Exercise task
Rewrite the material below with "steel" in place of every "metal", keeping everything else the same.

---------- Entries

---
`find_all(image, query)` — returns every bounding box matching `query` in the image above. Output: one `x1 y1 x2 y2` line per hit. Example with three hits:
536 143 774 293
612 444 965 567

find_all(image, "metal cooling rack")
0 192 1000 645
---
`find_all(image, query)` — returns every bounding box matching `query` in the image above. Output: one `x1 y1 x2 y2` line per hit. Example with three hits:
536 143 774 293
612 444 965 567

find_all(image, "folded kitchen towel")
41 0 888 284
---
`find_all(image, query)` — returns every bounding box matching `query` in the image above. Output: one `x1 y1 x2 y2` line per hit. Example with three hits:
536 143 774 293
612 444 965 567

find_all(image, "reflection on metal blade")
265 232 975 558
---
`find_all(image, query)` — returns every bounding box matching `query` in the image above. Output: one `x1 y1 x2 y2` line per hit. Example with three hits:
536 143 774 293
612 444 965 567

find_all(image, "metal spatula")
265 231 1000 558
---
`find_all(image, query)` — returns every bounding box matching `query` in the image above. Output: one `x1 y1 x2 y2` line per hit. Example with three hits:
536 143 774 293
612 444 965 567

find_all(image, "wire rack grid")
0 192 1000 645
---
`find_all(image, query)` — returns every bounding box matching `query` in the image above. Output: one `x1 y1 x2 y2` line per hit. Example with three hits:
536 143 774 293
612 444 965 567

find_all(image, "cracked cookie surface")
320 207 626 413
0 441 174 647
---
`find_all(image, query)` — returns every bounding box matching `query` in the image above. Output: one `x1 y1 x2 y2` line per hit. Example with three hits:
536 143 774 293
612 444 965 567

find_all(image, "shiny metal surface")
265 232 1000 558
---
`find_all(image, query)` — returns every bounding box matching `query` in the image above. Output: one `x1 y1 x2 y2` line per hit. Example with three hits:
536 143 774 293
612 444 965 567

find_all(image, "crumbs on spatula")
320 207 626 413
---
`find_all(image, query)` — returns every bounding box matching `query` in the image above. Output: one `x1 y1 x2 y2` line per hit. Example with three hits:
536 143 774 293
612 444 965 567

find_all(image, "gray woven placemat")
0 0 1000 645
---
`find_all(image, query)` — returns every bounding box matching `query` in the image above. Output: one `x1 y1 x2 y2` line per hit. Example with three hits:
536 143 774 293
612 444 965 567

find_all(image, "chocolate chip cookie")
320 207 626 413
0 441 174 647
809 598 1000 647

--------------------

Exercise result
---
`find_all(image, query)` — returns every bounding box matching `query` in the image above. Output: one `x1 y1 x2 y2` line per hit. Example with three hits:
536 143 774 293
612 444 965 567

find_all(image, "steel cooling rack")
0 192 1000 645
---
`find_all(image, query)` — returns every bounding box matching `query` in the image above. Output: one `x1 y1 x2 y2` line per hit. Example with three hits:
536 143 774 293
612 444 965 567

find_all(image, "folded kitchen towel")
41 0 888 284
---
`find_all(image, query)` — returns every bounding box matching `query` in the image above. Output: one `x1 y1 x2 y2` line per hit. Example with three hits:
536 143 774 293
612 444 965 567

find_all(image, "reflection on steel blade")
265 232 975 558
---
`find_all(image, query)` — returns every bounding box matching `query` in the image above. Output: one `x1 y1 x2 y2` line per hit. Example with three hits:
536 143 774 293
612 444 965 567

find_all(image, "steel spatula")
265 231 1000 558
---
`find_all(image, query)` — returns every bounding box matching `query` in the image above. Output: one `x1 y1 x2 y2` line per hit. Example with three hits:
536 143 774 293
612 444 965 567

find_all(image, "wire rack grid")
0 192 1000 645
---
`find_all(image, query)` — returns every bounding box matching `query` in the image above. Output: one `x1 y1 x2 y2` line per hit. Example with three hits:
536 143 774 293
612 444 965 567

find_all(image, "cracked cookie surface")
320 207 626 413
0 441 174 647
---
`find_all(image, query)` — returns every bounding box matching `query` in the image above. Output: one `x1 y1 x2 y2` line per hit. Example with three hits:
536 143 774 293
612 444 965 567

find_all(image, "shiny steel surface")
265 232 1000 558
---
`find_all(image, query)` — returns every bounding box matching `query` in the image above. Output: one `x1 y1 x2 y2` line per hit. Example with three hits:
536 143 774 293
612 444 965 567

find_all(image, "crumbs on spatula")
320 207 626 413
---
`find_all(image, query)` — returns every bounding box matching `query` in the image above. Output: one `x1 y1 x2 y2` line per hit. Example with three hits:
536 143 774 293
612 444 965 567

find_all(image, "gray woven placemat")
0 0 1000 645
---
`find_all(image, query)` — returns every bounding box matching `query` in the image above. Output: one `x1 y1 x2 y2` line per hit. Example with three hits:
536 143 774 293
612 444 965 567

find_all(image, "chocolate chip cookie")
320 207 626 413
0 441 174 647
809 598 1000 647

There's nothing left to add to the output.